#### Reading passage ####

Survival of the Unfit: On Mehrnaz Saeed-Vafa’s "Jerry & Me"

Mehrnaz Saeed-Vafa's cinematic memoir uses Jerry Lewis to recover divided memories of Iran.
Ehsan Khoshbakht

Above: Mehrnaz Saeed-Vafa.

CINEPHILIA & REVOLUTION

A familiar practice in Persian film literature is that of the “cinematic memoir”—personal reminiscences of the film culture of pre-Revolutionary Iran.

Bolstered by a nostalgic tone, these autobiographical texts deal with the themes of childhood, adolescence and encounters with cinema in a Westernized Iran. The authors of such memoirs frequently depict Iran as a haven for cinephiles. Considering the number of films that were shown in pre-Revolutionary Iran and the diversity of their origins, this may be taken as an accurate characterization.

Such melancholic documentations of the past echo the feelings of a generation lost, misplaced and confused after the Revolution; people who are utterly unable to re-situate themselves in the new post-Revolutionary nation and after the trauma of an eight year war. However, this longing for a paradise lost can function as a kind of subjective history of film culture in Iran; while by studying them one would also be able to draw a picture of how Iran responded to Western culture in the period between 1950s and the late 1970s.

Revolutions provide a clear point of reference for grasping the time and space in the nation’s psyche. History—otherwise obscure—becomes deceptively clear and classifiable. With a contemporary revolution written on the pages of a country’s history, everything becomes divided into two very distinctive and clashing modes of aesthetics: before the revolution and after the revolution. These are the terms most frequently used in a revolutionary country—more than “hello” and “goodbye”!

#### Listed entries ####

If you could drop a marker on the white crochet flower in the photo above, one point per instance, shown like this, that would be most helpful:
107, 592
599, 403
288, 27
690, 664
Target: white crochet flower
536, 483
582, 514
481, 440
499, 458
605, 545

####

#### [Tasks to carry out]
1. Decide whether each statement agrees with the essay on Iranian cinematic memoirs. Answer yes or no, and quote the deciding words of the essay.
(a) Authors of these memoirs often portray Iran as a haven for cinephiles.
(b) The war after the Revolution lasted ten years.
(c) The memoirs can show how Iran responded to Western culture from the 1950s to the late 1970s.
2. Answer these questions using the essay on Iranian cinematic memoirs.
(a) What kind of tone bolsters the autobiographical texts?
(b) Into which two modes of aesthetics does everything become divided?
(c) Which two words are the revolutionary terms said to be used more often than?

#### [Answers to the exercises]
1.
(a) Yes: "The authors of such memoirs frequently depict Iran as a haven for cinephiles."
(b) No: "after the trauma of an eight year war"
(c) Yes: "how Iran responded to Western culture in the period between 1950s and the late 1970s"

2.
(a) A nostalgic tone.
(b) Before the revolution and after the revolution.
(c) "Hello" and "goodbye".